↓

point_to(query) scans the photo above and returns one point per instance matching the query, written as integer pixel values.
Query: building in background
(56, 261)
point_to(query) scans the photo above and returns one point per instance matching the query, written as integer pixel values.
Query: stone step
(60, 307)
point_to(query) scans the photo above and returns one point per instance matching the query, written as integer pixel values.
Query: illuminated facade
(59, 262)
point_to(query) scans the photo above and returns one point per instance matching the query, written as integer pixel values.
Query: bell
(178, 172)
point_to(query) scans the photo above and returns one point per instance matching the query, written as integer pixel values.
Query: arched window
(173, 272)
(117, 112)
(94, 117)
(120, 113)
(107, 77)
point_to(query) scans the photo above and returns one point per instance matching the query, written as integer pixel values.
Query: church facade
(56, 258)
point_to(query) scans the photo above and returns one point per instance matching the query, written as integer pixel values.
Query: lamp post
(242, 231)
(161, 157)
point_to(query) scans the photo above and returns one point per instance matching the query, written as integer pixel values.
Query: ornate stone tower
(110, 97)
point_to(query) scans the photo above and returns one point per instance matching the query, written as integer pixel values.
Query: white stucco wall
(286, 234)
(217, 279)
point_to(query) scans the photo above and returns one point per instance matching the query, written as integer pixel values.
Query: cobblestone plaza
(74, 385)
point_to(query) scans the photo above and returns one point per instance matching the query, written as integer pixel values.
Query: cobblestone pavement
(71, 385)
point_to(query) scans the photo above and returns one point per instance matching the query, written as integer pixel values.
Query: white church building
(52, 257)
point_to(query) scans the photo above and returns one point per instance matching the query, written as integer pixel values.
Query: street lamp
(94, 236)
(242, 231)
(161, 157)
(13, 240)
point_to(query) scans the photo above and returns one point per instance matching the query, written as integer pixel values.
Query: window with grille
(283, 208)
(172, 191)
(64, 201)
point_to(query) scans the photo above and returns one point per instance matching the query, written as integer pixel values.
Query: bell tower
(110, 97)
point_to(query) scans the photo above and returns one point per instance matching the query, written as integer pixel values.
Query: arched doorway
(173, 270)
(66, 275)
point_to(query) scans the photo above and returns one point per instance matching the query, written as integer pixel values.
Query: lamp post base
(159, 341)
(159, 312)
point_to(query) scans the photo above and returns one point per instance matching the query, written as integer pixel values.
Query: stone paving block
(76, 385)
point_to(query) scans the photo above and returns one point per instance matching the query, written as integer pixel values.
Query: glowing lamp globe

↑

■ WHAT YOU SHOULD DO: Precisely as given, transcribe all of the entries above.

■ EXERCISE OUTPUT:
point_to(query) scans the photo above and returns one point per instance matching the query, written as integer pixel values.
Query: building in background
(56, 261)
point_to(query) scans the photo above and returns one point per instance matching the query, written as integer pixel values.
Query: stone step
(60, 307)
point_to(query) scans the photo above and returns one point per instance matching the query, written as integer pixel values.
Query: illuminated facade
(59, 262)
point_to(query) scans the photo above and returns one point per instance matching the query, written as integer pixel values.
Query: bell
(178, 172)
point_to(query) scans the photo above and returns one point per instance matching the query, written as integer pixel values.
Query: arched window
(173, 272)
(117, 112)
(94, 117)
(120, 113)
(107, 77)
point_to(query) scans the photo above and returns one point per instance matching the query, written as integer pixel values.
Query: church facade
(56, 258)
point_to(query) scans the photo above and returns one point per instance matching the query, written as integer pixel values.
Query: lamp post
(242, 231)
(161, 157)
point_to(query) scans the photo above and returns one point per instance matching the query, written as integer pixel values.
Query: ornate stone tower
(110, 97)
point_to(query) scans the photo above and returns one point per instance matching the query, written as integer pixel values.
Query: white stucco wall
(286, 234)
(217, 279)
point_to(query) scans the photo above and returns one point per instance matching the query, written as integer pixel values.
Query: cobblestone plaza
(74, 385)
point_to(query) scans the photo above and returns one point per instance matching the query, written as integer pixel values.
Query: cobblestone pavement
(71, 385)
point_to(query) scans the photo above and returns one point per instance matching the query, written as integer pixel values.
Query: white church building
(52, 257)
point_to(query) scans the photo above and returns one point per instance matching the query, written as integer pixel values.
Query: street lamp
(94, 236)
(242, 231)
(161, 157)
(13, 240)
point_to(query) scans the photo above and returns one point per instance matching the query, written as integer pixel values.
Query: window with grille
(283, 208)
(172, 191)
(64, 201)
point_to(query) scans the photo above and returns one point per instance matching the query, written as integer pixel values.
Query: bell tower
(110, 97)
point_to(query) scans the photo above and returns one point per instance matching the query, written as integer pixel values.
Query: arched doorway
(173, 270)
(66, 275)
point_to(query) scans the photo above and returns one point per instance matching the query, written as integer pixel values.
Query: lamp post base
(159, 341)
(159, 312)
point_to(query) scans the photo above and returns one point per instance matching the query, written as integer pixel values.
Query: stone paving block
(76, 385)
point_to(query) scans the photo above and returns one point per instance matching the query, written as integer pixel values.
Query: glowing lamp globe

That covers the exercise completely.